(Document passage)
Angela Tangas, CEO of dentsu, says: "Empowering women in the workplace is an area I am passionate about and focused on at dentsu, so it’s pleasing to see the government has actioned its pledge for a more women-focussed budget this year.

"While a commitment has been made to increase female participation in the workforce through investment in areas such as childcare subsidies, I do believe longer term strategies to make parental leave more equitable and accessible for both primary and secondary care givers need to be considered and was amiss in this year’s budget.

"However this is also the responsibility of the industry and broader business community, who need to supercharge its focus on gender equality. Providing more support for parents is one of many areas we’re focusing on at dentsu, through our parental leave program, a newly launched return-to-work coaching program, and offering flexible and agile working arrangements."

She says one area under-indexed on as an industry is attracting more women into technology and digital roles.

"This is a critical area for us all to focus on to ensure a sustainable future, particularly with clients increasingly seeking out digital solution," she says.

"The $25.7 million commitment to STEM-based careers, including 10,000 digital skills training places, is a good start to ensuring women of all ages are given the opportunities and encouragement to pursue tech as a viable career path.

 "I’ll be interested to see what projects are included in the $38.3 million allocation to assist more women into leadership roles. At dentsu, we have a global goal of increasing our representation of female senior executives to 50% by 2025.

"Locally, our ‘dentsu balance’ initiative is aimed at identifying an action plan and tangible pathways to support more women in developing their careers and achieving a 40:40:20 gender balance across our ANZ business. Part of this includes assessing and improving gender pay parity, setting ‘closing the gap’ targets, analysing like-for-like differences between roles, and externally benchmarking all roles to ensure consistent pay practice.

"It’s important to acknowledge the impact COVID-19 has had on mental health and the commitment to spend $2.1 billion on mental health initiatives is undoubtedly welcomed by everyone.
(End Document passage)
(Given entries)
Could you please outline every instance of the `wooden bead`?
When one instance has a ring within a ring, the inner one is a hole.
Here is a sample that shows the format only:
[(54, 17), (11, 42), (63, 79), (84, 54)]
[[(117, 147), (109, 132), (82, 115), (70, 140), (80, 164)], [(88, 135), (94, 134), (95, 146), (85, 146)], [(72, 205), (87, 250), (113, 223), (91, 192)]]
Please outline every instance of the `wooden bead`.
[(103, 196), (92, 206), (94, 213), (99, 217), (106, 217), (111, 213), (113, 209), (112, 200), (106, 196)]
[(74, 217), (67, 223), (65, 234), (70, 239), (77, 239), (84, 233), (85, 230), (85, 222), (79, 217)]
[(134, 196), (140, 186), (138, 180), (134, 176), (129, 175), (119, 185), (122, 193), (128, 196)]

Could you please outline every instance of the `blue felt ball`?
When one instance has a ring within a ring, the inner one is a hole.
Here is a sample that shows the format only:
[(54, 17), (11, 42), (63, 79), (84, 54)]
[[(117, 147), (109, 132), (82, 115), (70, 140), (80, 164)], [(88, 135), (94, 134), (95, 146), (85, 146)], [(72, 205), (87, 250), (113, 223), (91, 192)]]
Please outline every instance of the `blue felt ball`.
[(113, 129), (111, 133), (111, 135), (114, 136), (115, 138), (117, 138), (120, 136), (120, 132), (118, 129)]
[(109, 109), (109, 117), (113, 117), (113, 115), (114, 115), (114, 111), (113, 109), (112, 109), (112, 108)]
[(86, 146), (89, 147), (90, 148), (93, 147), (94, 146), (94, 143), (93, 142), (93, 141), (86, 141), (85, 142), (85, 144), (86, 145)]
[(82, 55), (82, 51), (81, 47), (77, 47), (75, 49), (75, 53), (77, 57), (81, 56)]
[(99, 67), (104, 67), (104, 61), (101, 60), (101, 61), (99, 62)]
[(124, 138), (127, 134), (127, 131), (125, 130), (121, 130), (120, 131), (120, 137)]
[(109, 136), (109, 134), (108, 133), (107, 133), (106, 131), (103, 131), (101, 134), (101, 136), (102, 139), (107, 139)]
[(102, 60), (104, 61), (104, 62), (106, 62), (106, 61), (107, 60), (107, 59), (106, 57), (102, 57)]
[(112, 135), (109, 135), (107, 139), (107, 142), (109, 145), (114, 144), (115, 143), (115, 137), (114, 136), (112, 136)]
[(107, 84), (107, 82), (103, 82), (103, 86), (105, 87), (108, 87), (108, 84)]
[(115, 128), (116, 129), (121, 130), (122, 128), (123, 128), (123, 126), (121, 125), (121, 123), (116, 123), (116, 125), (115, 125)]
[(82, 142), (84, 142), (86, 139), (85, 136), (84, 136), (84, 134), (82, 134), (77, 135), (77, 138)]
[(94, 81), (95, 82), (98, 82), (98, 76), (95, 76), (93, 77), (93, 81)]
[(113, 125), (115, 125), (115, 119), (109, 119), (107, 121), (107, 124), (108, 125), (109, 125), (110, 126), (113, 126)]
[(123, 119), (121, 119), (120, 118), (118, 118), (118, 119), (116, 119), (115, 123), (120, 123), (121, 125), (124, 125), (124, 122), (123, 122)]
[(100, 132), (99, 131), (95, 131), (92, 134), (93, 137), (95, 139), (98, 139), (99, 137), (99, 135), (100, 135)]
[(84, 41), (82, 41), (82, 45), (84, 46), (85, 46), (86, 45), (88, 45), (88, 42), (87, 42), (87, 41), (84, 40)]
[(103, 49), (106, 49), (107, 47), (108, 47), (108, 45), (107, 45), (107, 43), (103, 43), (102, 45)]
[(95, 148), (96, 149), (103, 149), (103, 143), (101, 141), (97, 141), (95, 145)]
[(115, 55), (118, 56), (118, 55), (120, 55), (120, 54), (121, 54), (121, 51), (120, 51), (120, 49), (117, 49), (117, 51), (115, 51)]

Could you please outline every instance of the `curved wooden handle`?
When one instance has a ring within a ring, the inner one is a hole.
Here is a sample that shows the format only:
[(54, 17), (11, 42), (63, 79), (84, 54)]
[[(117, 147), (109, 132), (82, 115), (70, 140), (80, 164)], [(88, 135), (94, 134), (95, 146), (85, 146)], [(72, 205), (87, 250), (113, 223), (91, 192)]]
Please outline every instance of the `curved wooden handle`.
(End Given entries)
▸ What the exercise asks:
Decide whether each of the following statements agrees with the budget commentary, answering yes or no and quoting the words from the commentary that settle it. 1. dentsu aims to raise its share of female senior executives to 50% by 2025. 2. The $38.3 million allocation is meant for STEM-based careers. 3. The speaker considers longer-term parental leave strategies well covered in this year's budget.

▸ Answer for this exercise:
1. Yes: "we have a global goal of increasing our representation of female senior executives to 50% by 2025."
2. No: "the $38.3 million allocation to assist more women into leadership roles"
3. No: "need to be considered and was amiss in this year’s budget."